§ Exercise: Please repeat, without alteration, the line containing "the number 14" and every line that follows it to the end of the entries below, and only those lines.

§ Records from a collection:

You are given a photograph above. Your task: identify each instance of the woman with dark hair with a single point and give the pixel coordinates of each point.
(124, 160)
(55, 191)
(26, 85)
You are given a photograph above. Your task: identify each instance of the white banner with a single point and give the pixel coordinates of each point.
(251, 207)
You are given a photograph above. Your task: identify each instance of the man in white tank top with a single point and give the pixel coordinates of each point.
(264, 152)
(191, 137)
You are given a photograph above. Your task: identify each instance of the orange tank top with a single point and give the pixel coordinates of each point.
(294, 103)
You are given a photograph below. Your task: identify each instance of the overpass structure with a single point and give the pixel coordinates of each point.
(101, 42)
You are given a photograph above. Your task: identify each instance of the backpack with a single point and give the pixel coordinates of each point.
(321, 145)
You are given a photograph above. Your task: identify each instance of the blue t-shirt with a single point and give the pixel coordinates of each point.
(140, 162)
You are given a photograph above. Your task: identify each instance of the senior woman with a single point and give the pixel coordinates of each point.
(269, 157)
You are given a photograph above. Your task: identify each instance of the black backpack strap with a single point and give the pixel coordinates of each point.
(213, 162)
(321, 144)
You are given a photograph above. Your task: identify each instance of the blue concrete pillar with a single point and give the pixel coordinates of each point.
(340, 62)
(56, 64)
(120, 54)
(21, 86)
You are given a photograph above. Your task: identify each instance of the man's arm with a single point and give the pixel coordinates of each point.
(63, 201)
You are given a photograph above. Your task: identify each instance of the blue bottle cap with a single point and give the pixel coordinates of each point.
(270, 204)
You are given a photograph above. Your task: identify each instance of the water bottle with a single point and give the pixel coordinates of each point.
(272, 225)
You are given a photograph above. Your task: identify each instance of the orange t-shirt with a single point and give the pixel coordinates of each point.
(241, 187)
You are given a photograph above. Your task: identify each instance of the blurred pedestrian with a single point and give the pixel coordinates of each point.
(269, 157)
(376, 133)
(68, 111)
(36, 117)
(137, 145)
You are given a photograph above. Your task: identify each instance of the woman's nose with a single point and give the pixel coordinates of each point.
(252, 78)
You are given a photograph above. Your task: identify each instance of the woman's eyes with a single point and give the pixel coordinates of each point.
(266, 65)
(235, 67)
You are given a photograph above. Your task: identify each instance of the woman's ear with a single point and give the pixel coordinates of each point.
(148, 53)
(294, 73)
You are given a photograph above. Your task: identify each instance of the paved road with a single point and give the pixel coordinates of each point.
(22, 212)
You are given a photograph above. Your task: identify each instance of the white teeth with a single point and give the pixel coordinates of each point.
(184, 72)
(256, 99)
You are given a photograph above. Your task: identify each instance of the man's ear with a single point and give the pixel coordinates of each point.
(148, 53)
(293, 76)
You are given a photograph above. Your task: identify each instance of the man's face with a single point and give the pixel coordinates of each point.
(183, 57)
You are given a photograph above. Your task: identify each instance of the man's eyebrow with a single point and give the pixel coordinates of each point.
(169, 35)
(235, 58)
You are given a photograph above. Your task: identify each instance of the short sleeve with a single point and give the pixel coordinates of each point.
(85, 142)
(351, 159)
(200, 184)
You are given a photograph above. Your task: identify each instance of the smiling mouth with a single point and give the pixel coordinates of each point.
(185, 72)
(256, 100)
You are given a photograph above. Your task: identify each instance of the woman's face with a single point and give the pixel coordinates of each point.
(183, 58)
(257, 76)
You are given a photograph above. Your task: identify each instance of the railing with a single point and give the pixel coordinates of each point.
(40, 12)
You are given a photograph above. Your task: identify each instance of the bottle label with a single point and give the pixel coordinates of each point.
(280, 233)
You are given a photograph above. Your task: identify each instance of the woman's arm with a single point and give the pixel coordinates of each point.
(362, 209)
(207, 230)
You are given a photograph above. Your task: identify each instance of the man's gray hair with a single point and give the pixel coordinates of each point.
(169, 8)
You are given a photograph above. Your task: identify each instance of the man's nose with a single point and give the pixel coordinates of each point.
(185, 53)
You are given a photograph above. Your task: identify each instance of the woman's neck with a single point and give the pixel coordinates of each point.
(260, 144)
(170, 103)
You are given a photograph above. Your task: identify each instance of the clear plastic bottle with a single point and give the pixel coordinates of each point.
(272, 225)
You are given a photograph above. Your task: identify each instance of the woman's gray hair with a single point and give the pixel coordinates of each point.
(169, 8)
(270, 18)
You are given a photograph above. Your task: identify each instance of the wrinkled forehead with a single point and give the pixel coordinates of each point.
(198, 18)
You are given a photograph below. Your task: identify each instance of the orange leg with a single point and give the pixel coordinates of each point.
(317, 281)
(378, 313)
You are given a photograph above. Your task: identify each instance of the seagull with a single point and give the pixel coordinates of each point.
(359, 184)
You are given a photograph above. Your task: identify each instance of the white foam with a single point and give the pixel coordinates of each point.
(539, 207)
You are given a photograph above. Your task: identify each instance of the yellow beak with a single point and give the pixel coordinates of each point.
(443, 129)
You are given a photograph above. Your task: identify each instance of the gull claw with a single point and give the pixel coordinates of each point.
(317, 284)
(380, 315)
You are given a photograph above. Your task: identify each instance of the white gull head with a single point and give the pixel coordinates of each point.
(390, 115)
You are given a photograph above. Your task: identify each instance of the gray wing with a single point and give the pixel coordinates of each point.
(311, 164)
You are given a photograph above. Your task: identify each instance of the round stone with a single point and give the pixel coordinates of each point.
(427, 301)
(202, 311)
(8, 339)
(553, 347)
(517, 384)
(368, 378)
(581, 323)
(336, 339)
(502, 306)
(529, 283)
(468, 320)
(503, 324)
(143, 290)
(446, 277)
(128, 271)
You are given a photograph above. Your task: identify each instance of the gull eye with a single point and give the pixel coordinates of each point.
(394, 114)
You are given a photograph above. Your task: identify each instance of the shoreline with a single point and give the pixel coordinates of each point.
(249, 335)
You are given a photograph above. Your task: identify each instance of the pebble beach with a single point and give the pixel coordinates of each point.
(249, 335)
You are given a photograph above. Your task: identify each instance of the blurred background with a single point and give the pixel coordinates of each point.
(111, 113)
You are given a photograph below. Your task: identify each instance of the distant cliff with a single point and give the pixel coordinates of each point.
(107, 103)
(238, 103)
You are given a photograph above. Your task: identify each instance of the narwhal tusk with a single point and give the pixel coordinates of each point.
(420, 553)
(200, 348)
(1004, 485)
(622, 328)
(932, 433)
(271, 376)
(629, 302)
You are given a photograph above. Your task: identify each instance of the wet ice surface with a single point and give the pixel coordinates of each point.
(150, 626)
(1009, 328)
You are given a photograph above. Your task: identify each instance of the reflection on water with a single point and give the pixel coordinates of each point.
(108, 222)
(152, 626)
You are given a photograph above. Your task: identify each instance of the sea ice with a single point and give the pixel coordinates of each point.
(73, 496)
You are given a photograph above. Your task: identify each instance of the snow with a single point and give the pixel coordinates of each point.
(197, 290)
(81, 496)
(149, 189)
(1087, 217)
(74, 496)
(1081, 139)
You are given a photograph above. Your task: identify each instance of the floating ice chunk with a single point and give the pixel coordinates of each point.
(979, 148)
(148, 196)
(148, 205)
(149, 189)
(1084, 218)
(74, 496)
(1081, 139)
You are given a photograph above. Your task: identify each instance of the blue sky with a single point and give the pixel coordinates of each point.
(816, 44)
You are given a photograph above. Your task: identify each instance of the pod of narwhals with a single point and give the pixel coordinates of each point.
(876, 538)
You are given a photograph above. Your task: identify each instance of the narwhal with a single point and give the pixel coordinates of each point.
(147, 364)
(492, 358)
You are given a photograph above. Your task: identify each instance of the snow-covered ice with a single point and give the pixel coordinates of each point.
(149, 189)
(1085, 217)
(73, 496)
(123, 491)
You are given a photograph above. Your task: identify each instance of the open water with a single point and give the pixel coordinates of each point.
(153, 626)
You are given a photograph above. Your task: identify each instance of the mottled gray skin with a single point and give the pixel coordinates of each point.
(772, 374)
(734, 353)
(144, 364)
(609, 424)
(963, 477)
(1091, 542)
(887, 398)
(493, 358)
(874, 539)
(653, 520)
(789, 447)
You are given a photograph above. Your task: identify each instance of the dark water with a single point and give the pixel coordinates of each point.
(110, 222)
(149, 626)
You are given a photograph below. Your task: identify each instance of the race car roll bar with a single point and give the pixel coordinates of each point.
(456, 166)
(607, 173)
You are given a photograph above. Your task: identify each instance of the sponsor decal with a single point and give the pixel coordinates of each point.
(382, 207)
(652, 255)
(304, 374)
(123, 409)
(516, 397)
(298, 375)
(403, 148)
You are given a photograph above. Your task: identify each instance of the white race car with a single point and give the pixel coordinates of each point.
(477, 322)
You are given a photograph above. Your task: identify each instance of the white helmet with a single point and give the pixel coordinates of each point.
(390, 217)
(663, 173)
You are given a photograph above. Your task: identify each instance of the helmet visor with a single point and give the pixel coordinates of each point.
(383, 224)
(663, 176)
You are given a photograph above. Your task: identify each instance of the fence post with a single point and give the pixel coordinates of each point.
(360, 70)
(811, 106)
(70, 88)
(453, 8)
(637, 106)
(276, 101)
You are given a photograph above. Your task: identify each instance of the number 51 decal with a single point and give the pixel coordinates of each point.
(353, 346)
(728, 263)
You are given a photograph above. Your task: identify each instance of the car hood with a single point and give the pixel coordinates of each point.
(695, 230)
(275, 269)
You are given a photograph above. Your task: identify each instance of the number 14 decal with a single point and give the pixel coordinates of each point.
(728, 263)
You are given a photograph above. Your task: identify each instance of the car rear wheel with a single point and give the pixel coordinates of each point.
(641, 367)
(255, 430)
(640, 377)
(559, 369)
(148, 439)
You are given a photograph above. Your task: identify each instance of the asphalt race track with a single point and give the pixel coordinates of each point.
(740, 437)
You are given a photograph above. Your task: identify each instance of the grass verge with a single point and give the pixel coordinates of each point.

§ Answer to this exercise:
You are given a photograph above. Your task: identify each instance of the number 14 decal with a single point and give the pixel coordinates of each point.
(728, 263)
You are given a photograph above. Your task: identify each instance of the car rear wheel with a single point and give the pixel coordinates of each point.
(641, 367)
(255, 430)
(640, 377)
(559, 369)
(148, 439)
You are given a photograph above. Your task: identify each instance of the asphalt race track with a single point and give the pixel coordinates of each point.
(740, 437)
You are given a photograph above. Your task: identify each instance of the grass verge with a single point and give the pixel coordinates of each point.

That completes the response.